◆ **WHAT THE TASK ASKS**: Transcribe exactly the span of lines that begins the records and ends with the line holding "rough mask: <svg", both boundary lines included.
-.-.-
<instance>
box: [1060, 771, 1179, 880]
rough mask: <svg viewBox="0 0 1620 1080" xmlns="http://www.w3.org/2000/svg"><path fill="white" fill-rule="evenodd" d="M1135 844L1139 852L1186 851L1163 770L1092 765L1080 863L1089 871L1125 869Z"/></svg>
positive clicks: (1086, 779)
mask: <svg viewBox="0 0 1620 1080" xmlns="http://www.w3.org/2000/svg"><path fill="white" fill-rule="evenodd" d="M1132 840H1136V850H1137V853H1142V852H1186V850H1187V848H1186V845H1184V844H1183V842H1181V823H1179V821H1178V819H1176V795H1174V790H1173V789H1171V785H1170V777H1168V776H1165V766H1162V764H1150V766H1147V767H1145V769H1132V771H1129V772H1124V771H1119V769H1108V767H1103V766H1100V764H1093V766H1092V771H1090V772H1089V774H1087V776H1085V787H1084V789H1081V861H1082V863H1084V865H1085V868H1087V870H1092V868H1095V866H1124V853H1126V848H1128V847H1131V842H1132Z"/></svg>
-.-.-
◆ **RESPONSE AREA**:
<instance>
box: [1060, 771, 1179, 880]
rough mask: <svg viewBox="0 0 1620 1080" xmlns="http://www.w3.org/2000/svg"><path fill="white" fill-rule="evenodd" d="M1135 844L1139 852L1186 851L1163 770L1092 765L1080 863L1089 871L1125 869Z"/></svg>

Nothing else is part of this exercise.